(Extracted data entries)

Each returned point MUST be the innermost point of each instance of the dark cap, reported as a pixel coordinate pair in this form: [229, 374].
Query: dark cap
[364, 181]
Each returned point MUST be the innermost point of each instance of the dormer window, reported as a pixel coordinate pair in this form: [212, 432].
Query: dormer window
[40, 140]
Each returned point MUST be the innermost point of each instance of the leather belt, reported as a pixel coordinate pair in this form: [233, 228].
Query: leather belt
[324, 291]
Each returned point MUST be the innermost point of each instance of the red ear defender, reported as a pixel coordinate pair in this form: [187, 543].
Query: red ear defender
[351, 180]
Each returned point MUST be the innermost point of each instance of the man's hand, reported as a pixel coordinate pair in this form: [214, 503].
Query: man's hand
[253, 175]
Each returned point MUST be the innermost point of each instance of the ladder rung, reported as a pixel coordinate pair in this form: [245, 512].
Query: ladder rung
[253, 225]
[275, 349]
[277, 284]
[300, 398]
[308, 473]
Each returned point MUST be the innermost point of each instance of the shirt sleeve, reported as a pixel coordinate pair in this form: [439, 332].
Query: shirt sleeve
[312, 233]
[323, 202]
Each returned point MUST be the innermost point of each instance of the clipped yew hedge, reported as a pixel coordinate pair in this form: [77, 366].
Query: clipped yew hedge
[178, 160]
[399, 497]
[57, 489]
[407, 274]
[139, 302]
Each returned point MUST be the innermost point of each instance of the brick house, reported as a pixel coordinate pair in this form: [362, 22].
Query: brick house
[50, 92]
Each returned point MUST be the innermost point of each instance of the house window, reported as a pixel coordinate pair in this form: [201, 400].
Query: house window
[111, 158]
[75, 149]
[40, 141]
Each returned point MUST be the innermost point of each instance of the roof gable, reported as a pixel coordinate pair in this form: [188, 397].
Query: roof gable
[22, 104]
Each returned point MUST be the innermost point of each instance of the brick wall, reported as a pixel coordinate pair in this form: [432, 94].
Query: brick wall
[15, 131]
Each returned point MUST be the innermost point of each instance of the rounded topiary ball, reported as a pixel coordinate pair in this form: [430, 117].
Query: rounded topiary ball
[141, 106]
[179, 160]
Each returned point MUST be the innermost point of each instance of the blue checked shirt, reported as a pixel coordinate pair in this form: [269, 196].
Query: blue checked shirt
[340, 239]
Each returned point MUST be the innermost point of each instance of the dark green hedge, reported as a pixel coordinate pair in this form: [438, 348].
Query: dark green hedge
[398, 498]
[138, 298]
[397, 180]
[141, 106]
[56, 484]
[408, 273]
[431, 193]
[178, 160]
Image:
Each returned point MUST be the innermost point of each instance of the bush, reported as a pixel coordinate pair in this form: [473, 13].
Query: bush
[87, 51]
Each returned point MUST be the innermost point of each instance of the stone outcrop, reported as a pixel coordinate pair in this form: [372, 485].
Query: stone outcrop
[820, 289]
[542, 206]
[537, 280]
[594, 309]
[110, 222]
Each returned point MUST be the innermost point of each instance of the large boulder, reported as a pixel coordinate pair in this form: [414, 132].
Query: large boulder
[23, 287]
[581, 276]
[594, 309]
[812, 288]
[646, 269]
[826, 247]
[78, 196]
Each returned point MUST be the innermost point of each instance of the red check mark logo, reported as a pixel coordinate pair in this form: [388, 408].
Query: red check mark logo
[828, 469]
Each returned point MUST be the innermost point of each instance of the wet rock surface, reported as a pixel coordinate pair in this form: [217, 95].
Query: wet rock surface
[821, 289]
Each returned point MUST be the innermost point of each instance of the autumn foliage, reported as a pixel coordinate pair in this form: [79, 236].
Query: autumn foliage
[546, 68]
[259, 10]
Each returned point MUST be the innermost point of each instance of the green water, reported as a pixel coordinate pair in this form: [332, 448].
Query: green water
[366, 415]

-- Exercise requirements --
Can you duplicate everything in the lines above, from the line containing "form: [414, 132]." down to the final line, with both of those included?

-- Response to this task --
Each returned point MUST be the innermost point of each instance of the large boulder, reported as a pixel coordinate pair in this form: [414, 132].
Query: large boulder
[23, 287]
[581, 276]
[594, 309]
[812, 288]
[646, 269]
[826, 247]
[78, 196]
Each returned point MUST be the innermost point of each instance of the red check mark logo, reported as a pixel coordinate pair in this form: [388, 408].
Query: red check mark logo
[828, 469]
Each returned point MUST be the innermost point of each instance of the wet rock surface, reported as a pixel coordinate pair in this form: [217, 95].
Query: wet rock surface
[821, 289]
Each returned point MUST be the innermost point of each instance of the autumn foliage, reported as a pixel coordinate pair in this form: [79, 236].
Query: autumn foliage
[546, 68]
[259, 10]
Each returned point MUST be the innermost point of each instance of the green water, reported as a pixel coordinate pair in this form: [332, 448].
Query: green water
[366, 415]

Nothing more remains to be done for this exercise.